Region pointing data:
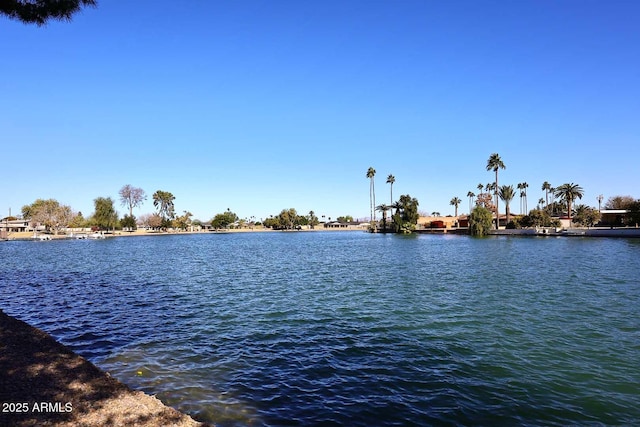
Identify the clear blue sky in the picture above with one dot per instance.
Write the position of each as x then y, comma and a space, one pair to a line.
259, 106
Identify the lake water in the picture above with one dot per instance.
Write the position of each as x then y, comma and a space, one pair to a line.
348, 328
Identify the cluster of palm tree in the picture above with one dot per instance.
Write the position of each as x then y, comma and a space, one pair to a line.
566, 193
383, 208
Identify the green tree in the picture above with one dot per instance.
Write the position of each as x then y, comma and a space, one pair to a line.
539, 218
546, 187
163, 201
78, 221
507, 193
455, 202
406, 217
183, 221
39, 12
471, 195
619, 202
391, 180
493, 164
49, 213
633, 218
288, 219
312, 219
128, 222
568, 193
105, 215
586, 216
131, 197
480, 221
383, 208
224, 220
371, 173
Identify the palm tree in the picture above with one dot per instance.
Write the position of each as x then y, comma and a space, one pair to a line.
507, 193
524, 189
494, 163
390, 180
163, 201
546, 187
455, 202
371, 172
383, 208
471, 195
568, 193
519, 186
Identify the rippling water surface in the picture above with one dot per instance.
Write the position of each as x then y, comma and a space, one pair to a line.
348, 328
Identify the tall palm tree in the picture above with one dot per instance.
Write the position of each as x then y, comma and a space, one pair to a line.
519, 186
568, 194
455, 202
546, 187
471, 195
371, 172
163, 201
507, 193
390, 180
494, 163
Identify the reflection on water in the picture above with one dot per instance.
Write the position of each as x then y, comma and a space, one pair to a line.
348, 328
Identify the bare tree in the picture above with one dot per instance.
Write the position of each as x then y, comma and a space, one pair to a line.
132, 197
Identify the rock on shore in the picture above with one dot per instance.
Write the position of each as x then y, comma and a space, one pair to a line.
43, 383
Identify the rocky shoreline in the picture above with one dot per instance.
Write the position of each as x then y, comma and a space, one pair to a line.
44, 383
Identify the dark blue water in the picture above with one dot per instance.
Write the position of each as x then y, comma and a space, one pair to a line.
348, 328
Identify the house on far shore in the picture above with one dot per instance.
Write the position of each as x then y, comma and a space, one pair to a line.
351, 225
14, 225
613, 217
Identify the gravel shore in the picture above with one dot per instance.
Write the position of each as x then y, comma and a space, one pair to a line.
43, 383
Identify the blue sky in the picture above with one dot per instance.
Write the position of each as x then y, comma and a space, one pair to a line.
258, 106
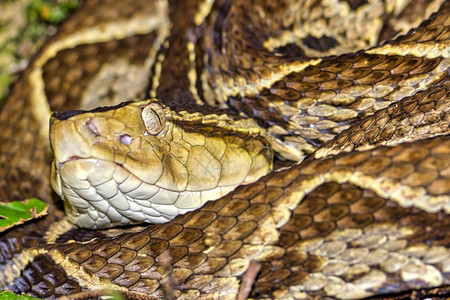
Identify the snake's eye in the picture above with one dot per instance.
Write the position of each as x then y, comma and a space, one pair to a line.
154, 118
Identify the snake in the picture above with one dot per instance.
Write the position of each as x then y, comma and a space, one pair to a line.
172, 112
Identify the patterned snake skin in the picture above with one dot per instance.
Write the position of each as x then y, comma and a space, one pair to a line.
364, 214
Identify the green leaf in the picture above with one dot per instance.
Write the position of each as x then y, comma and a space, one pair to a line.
18, 212
11, 296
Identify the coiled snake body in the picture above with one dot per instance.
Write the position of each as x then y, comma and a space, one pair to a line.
364, 214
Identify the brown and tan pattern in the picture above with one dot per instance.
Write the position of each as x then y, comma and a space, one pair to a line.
365, 83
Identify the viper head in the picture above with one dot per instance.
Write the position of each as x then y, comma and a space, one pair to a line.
142, 162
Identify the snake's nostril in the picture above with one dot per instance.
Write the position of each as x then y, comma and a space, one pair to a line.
92, 128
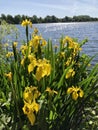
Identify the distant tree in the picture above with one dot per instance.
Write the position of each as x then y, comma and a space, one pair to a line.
34, 19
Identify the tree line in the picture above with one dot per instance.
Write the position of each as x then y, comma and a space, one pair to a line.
17, 19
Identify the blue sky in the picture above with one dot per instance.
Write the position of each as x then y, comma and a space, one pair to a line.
42, 8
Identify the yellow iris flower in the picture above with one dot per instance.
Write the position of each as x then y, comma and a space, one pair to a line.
26, 23
76, 92
70, 73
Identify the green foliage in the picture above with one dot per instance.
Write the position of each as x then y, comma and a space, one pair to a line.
6, 30
47, 87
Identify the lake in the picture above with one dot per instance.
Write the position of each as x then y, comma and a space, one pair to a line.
80, 30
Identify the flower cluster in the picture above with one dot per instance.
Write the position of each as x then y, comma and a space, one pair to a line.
30, 105
26, 23
76, 92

▶ **EXERCISE DESCRIPTION**:
All the records need to be printed again exactly as written, though without their pictures.

▶ **SOLUTION TO THE EXERCISE**:
Identify the clear blue sky in the picture above with one dot per instance.
Write the position of each as x then y, comma and a space, one pair to a line.
259, 106
Identify the lake water in the picture above with one dot per instance.
Write the position of each as x then y, comma and a space, one pair to a line.
348, 328
Identify the cluster of palm tree in the picture above with one dot per instance.
Write the position of each as x then y, comma and a space, one pair to a line.
566, 193
383, 208
Identify the green tree in the picture above with one dot per instance.
Write the position of each as x then y, comma and a space, one pair to a line.
539, 218
546, 187
163, 201
78, 221
507, 193
455, 202
406, 217
183, 221
39, 12
471, 195
619, 202
391, 180
493, 164
49, 213
633, 218
288, 219
312, 219
128, 222
568, 193
105, 215
586, 216
131, 197
480, 221
383, 208
224, 220
371, 173
Identify the palm tree in the picture above with one dot per instance.
Write the position of each as x then y, comma and a space, one pair to a line.
507, 193
524, 189
494, 163
390, 180
163, 201
546, 187
455, 202
371, 172
383, 208
471, 195
568, 193
519, 186
Identify the rippling water surface in the picture above with one dot per instance.
Write the position of each as x then y, comma and a space, one pair to a line.
348, 328
Identify the tall palm tree in the picture above with one dot per instance.
Write the position of each as x then y, comma and a space, one pair to a line.
519, 186
568, 194
455, 202
546, 187
471, 195
371, 172
163, 201
507, 193
390, 180
494, 163
Identify the reflection on water in the picture above with one dot per instance.
Write the position of each as x then y, comma and a space, one pair to a line.
348, 328
Identify the bare tree in the picture above with one dot per instance.
Write the position of each as x then y, comma and a space, one pair to a line.
132, 197
Identify the rock on shore in the picture above with one dot per instance.
Write the position of each as x then y, comma and a space, one pair to a line.
43, 383
Identify the rocky shoreline in the picture above with one dot per instance.
Write the position of each as x then y, comma and a space, one pair to a line.
44, 383
Identify the dark blue water in the picture above with one dot per instance.
Write the position of each as x then y, comma and a space, one pair to a line.
348, 328
Identify the house on far shore in the picture above with one dot per instance.
Write the position of each as x then y, comma and a space, one pair to a line.
351, 225
14, 225
613, 217
Identify the gravel shore in the picture above with one dot per instance.
Write the position of each as x then y, comma and a space, one pair to a line.
43, 383
Identify the blue sky in the picture above with one dot per instance.
Write the position of each as x then y, comma and a space, one pair to a line.
258, 106
Identify the snake's eye in the picture above with one dot per instance.
Write the position of each as x then y, comma and a space, one pair to a line.
154, 118
Identify the snake in the picture above with one dot per instance.
Write the position of each as x then y, comma and a space, one pair to a line.
172, 112
Identify the patterned snake skin in the picture above with one dot per instance.
Write the position of each as x then y, comma and a space, one pair to a line.
364, 214
Identify the green leaf in the picture above with one dot per instance.
Write the position of each as x then y, comma and a space, one pair to a line.
18, 212
11, 296
Identify the coiled snake body in the picture above with one dot per instance.
Write the position of each as x then y, comma and a space, one pair to a line.
364, 214
Identify the brown and tan pattern in the picture above with one dot per instance.
Write the position of each as x then y, comma and a space, one pair to a line.
365, 83
Identify the viper head in the picture above with one dot per instance.
Write the position of each as x then y, comma and a space, one pair to a line.
142, 162
Identify the snake's nostril in the picture above with one dot per instance.
Write the position of each as x then y, comma and a space, one pair to a line.
92, 128
Identify the distant tree in the picture above with one dot per instance.
Write the position of each as x then y, comma and a space, one pair to a line.
34, 19
Identify the tree line in the picture above with one dot per instance.
Write the position of each as x then y, comma and a space, one pair to a line.
17, 19
Identify the blue sky in the picture above with one dot per instance.
Write the position of each as x then y, comma and a space, one pair to a line.
42, 8
Identify the yellow iris flower in the picture above with one dot per instance.
Write the position of each as x then y, comma and a space, one pair to a line.
26, 23
76, 92
70, 73
Identify the green foliage in the picture above with one dot per instance.
Write the position of each as x then y, comma and a space, one pair to a line.
6, 30
47, 87
Identify the lake in the picture above with one dot per instance.
Write the position of each as x then y, comma and a space, one pair to a line.
80, 30
Identify the flower cluster in the picture above with one dot per instance.
Write the position of each as x then y, comma and a space, one pair to a line.
30, 105
26, 23
76, 92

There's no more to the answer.